(Referring expression data)
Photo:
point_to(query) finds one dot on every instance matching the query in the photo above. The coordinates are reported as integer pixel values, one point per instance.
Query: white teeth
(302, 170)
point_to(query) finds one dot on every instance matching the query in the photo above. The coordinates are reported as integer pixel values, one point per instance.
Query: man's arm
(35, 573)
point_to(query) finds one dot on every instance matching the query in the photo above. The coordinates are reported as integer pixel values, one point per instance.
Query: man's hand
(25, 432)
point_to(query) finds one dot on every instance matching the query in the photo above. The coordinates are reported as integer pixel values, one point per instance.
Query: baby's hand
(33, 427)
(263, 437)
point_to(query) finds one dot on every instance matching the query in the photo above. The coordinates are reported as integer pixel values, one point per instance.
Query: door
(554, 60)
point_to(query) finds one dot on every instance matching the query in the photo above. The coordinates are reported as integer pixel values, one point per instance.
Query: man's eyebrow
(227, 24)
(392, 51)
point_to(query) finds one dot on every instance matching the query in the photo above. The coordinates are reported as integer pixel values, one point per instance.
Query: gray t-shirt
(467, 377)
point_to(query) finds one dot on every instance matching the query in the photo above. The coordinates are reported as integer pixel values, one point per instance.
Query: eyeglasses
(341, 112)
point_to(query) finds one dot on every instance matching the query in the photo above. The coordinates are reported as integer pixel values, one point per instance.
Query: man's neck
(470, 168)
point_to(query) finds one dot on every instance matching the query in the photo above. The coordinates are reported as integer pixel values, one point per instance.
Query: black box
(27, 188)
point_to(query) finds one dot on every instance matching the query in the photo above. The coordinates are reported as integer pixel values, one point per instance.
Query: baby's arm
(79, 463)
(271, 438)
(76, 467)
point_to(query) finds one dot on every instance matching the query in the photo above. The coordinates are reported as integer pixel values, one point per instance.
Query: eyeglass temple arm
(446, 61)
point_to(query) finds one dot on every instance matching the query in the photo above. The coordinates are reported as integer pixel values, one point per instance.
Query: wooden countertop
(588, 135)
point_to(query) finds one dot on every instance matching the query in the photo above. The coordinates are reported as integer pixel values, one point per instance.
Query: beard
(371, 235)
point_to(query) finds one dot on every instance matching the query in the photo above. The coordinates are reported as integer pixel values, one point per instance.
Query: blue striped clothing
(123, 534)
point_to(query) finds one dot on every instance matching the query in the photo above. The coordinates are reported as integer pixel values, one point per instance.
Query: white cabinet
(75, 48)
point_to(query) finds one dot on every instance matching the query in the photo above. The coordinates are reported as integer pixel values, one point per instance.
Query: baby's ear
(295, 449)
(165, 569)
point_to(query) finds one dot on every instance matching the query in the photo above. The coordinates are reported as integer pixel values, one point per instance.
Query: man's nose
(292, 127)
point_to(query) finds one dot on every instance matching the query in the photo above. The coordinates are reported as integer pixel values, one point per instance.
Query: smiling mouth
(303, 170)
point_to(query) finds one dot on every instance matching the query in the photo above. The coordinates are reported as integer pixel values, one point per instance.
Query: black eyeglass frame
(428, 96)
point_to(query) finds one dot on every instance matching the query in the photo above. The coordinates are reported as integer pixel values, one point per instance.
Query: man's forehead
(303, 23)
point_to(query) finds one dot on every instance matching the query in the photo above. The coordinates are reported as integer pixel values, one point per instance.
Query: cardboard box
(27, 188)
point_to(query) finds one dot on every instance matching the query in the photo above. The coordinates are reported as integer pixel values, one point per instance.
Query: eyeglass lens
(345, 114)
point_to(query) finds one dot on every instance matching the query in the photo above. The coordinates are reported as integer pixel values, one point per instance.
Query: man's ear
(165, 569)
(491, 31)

▸ **WHAT THE TASK ASKS**
Reproduce the data verbatim, line for line.

▸ **PROBLEM SOLUTION**
Photo:
point_to(query) finds one dot on every instance matching the query in the photo above. The coordinates are reported as integer pixel values, one point per instance.
Query: white teeth
(302, 170)
point_to(query) finds one dot on every instance matching the query in the photo above. The coordinates are reported as integer pixel values, one point per instance.
Query: man's arm
(35, 573)
point_to(query) finds one dot on every instance matching the query in the photo above. The coordinates are reported as integer pixel values, one point per instance.
Query: man's hand
(25, 432)
point_to(query) finds one dot on every instance matching the query in the photo above. The coordinates are reported as integer pixel values, one point per instance.
Query: baby's hand
(33, 427)
(263, 437)
point_to(query) finds one dot on every instance matching the query in the photo above. The coordinates are reported as integer pixel values, one point per instance.
Query: door
(554, 60)
point_to(query) finds one dot on every instance matching the query in the photo above. The coordinates are reported as integer pixel values, one point per instance.
Query: man's eyebrow
(227, 24)
(392, 51)
point_to(query) finds one dot on every instance matching the query in the photo above. The coordinates are reported as integer pixel values, one point per instance.
Query: gray t-shirt
(467, 377)
point_to(query) finds one dot on every instance matching the query in the photo above. The coordinates are reported as integer pixel values, one point per instance.
Query: eyeglasses
(341, 112)
point_to(query) finds one dot on every instance matching the query in the photo above. The coordinates are reported as integer pixel values, one point per instance.
Query: man's neck
(470, 168)
point_to(query) finds one dot on every instance matching the query in the photo above. The coordinates are reported as integer pixel values, one point per instance.
Query: black box
(27, 188)
point_to(query) finds one dot on every instance matching the query in the photo above. The coordinates are reported as integer pixel values, one point per instance.
Query: baby's arm
(79, 463)
(271, 438)
(76, 467)
point_to(query) finds one dot on every instance matching the query in the photo above. The coordinates are reported as integer pixel values, one point per instance.
Query: eyeglass temple arm
(446, 61)
point_to(query) finds one dot on every instance matching the query in the photo above. The coordinates are reported as integer pixel values, one point per instance.
Query: wooden countertop
(588, 135)
point_to(query) finds one dot on every instance matching the query in the photo above. The coordinates are reported as integer pixel values, one point per instance.
Query: beard
(371, 235)
point_to(query) finds one dot on every instance matching the query in the photo above. The coordinates are reported as integer pixel values, one point per instance.
Query: blue striped clothing
(123, 534)
point_to(query) finds one dot on every instance matching the query in the photo above. The coordinates are reported as integer pixel values, one point per instance.
Query: white cabinet
(75, 48)
point_to(query) finds one dot on every instance matching the query in the photo above. The coordinates are reported as integer pixel values, one point per instance.
Query: baby's ear
(295, 449)
(165, 569)
point_to(query) finds one dot on every instance matching the query in the photo above. The coordinates are reported as integer pixel values, one point per instance.
Query: man's nose
(292, 127)
point_to(query) finds one dot on every instance matching the query in the photo above. The coordinates are reported as integer pixel values, one point per instance.
Query: smiling mouth
(303, 170)
point_to(query) finds one dot on every instance matching the query in the photo above. The coordinates are reported as integer pixel values, one point per instance.
Query: black eyeglass frame
(428, 96)
point_to(query) finds one dot on every instance matching the query in the photo above. The coordinates are reported as integer pixel values, one point per instance.
Query: man's forehead
(303, 23)
point_to(query) finds one dot on every instance matching the query in the photo above. The coordinates are reported as integer pixel values, one point per instance.
Query: cardboard box
(27, 188)
point_to(query) finds one dot on every instance matching the query in the photo above. The coordinates are reported as integer pixel values, one point per instance.
Query: eyeglass lens
(345, 114)
point_to(query) finds one dot on every instance matching the query in the photo above. The coordinates are reported as integer pixel values, one point per instance.
Query: man's ear
(165, 569)
(491, 31)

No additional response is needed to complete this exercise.